*TEKS BACAAN*.
==============================

Simalakama Proyek Kereta Cepat Jakarta-Bandung

Kamis, 12 November 2015 - 07:25 WIB
Simalakama Proyek Kereta Cepat Jakarta-Bandung
Simalakama Proyek Kereta Cepat Jakarta-Bandung
A A A
PROYEK kereta api cepat Jakarta- Bandung hingga saat ini masih menjadi topik yang hangat dan menarik untuk dicermati. Presiden Jokowi secara tegas menolak menyediakan dana jaminan dalam bentuk apa pun yang berasal dari kas negara untuk membantu pembangunan proyek tersebut. Pembangunan proyek ini diserahkan ke badan usaha milik negara dengan instruksi tegas agar analisisnya menggunakan konsep business to business (B to B).

Sebagai tindak lanjut, Presiden Jokowi menerbitkan Peraturan Presiden (Perpres) Nomor 107 Tahun 2015 tentang Percepatan Penyelenggaraan Prasarana dan Sarana Kereta Cepat antara Jakarta dan Bandung. Perpres ini langsung ditanggapi oleh menteri badan usaha milik negara dengan melanjutkan proyek dan menggandeng beberapa BUMN seperti PT Wijaya Karya Tbk, PT Jasa Marga Tbk, PT Kereta Api Indonesia, dan PT Perkebunan Nusantara VIII. Empat BUMN tersebut membentuk satu badan usaha bernama PT Pilar Sinergi BUMN Indonesia dengan PT Wijaya Karya Tbk sebagai pemimpinnya.

Selanjutnya PT Pilar Sinergi BUMN Indonesia dan China Railway International Co Ltd membentuk perusahaan baru dengan nama PT Kereta Cepat Indonesia China (KCIK). Kepemilikan dari KCIK adalah 60% oleh PT Pilar Sinergi BUMN Indonesia dan 40% oleh China Railway International Co Ltd.

==============================

*DATA YANG DIBERIKAN*.
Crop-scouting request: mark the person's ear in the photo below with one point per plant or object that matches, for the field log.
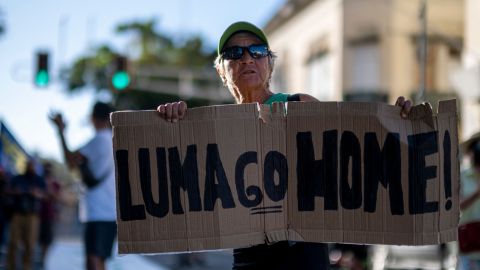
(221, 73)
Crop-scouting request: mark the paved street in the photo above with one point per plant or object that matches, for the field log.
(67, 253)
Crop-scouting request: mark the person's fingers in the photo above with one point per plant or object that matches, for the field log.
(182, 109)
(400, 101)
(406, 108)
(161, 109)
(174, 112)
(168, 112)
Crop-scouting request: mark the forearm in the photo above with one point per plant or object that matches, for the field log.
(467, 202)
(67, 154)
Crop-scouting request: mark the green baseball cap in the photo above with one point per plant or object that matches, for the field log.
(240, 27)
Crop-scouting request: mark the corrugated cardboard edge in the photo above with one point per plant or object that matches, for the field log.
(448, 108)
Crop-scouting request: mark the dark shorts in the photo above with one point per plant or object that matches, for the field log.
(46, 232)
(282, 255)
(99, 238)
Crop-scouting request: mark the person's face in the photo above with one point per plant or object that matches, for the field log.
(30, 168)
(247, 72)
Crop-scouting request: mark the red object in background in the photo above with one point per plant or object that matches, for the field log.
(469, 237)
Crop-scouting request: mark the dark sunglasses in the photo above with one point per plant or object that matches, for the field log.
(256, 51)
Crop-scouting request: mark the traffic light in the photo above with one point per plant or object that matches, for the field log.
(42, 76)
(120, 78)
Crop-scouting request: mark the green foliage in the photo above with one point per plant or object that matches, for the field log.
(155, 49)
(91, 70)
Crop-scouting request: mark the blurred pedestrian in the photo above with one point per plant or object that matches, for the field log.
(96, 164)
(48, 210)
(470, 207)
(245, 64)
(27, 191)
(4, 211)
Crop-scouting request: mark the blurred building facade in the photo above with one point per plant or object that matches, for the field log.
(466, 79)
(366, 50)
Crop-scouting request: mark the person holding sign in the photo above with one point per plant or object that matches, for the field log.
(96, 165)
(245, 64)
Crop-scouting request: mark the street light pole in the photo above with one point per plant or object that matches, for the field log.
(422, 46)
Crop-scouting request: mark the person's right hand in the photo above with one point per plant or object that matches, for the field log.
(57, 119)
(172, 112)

==============================

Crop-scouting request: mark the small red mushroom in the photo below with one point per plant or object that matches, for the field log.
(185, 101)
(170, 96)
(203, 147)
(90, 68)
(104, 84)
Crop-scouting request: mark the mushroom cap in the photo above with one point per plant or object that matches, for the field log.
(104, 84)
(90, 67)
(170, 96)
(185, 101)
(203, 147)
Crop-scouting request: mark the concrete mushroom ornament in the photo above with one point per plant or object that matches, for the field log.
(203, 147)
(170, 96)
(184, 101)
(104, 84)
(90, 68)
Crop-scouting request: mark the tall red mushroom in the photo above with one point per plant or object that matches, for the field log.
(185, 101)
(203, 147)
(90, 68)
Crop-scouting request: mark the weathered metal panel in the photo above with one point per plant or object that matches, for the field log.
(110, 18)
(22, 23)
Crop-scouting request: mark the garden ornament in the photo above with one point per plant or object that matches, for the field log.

==============================

*SOAL LATIHAN*.
(1) Tentukan apakah setiap pernyataan berikut sesuai dengan teks bacaan. Jawab ya atau tidak, lalu kutip kata-kata teks yang menjadi dasar jawaban. (a) Presiden Jokowi bersedia menyediakan dana jaminan dari kas negara untuk proyek tersebut. (b) PT Wijaya Karya Tbk menjadi pemimpin PT Pilar Sinergi BUMN Indonesia. (c) China Railway International Co Ltd memiliki 60% kepemilikan KCIK.
(2) Menurut teks bacaan, peraturan presiden apa yang diterbitkan Presiden Jokowi sebagai tindak lanjut proyek kereta cepat?
(3) Salin bagian teks bacaan tanpa perubahan, mulai dari kata-kata "Sebagai tindak lanjut, Presiden" dan berhenti setelah kata-kata "International Co Ltd.".

*KUNCI JAWABAN*.
(1)
(a) Tidak. "Presiden Jokowi secara tegas menolak menyediakan dana jaminan dalam bentuk apa pun yang berasal dari kas negara"
(b) Ya. "dengan PT Wijaya Karya Tbk sebagai pemimpinnya"
(c) Tidak. "60% oleh PT Pilar Sinergi BUMN Indonesia dan 40% oleh China Railway International Co Ltd"

(2) Peraturan Presiden (Perpres) Nomor 107 Tahun 2015 tentang Percepatan Penyelenggaraan Prasarana dan Sarana Kereta Cepat antara Jakarta dan Bandung.

(3)
Sebagai tindak lanjut, Presiden Jokowi menerbitkan Peraturan Presiden (Perpres) Nomor 107 Tahun 2015 tentang Percepatan Penyelenggaraan Prasarana dan Sarana Kereta Cepat antara Jakarta dan Bandung. Perpres ini langsung ditanggapi oleh menteri badan usaha milik negara dengan melanjutkan proyek dan menggandeng beberapa BUMN seperti PT Wijaya Karya Tbk, PT Jasa Marga Tbk, PT Kereta Api Indonesia, dan PT Perkebunan Nusantara VIII. Empat BUMN tersebut membentuk satu badan usaha bernama PT Pilar Sinergi BUMN Indonesia dengan PT Wijaya Karya Tbk sebagai pemimpinnya.

Selanjutnya PT Pilar Sinergi BUMN Indonesia dan China Railway International Co Ltd membentuk perusahaan baru dengan nama PT Kereta Cepat Indonesia China (KCIK). Kepemilikan dari KCIK adalah 60% oleh PT Pilar Sinergi BUMN Indonesia dan 40% oleh China Railway International Co Ltd.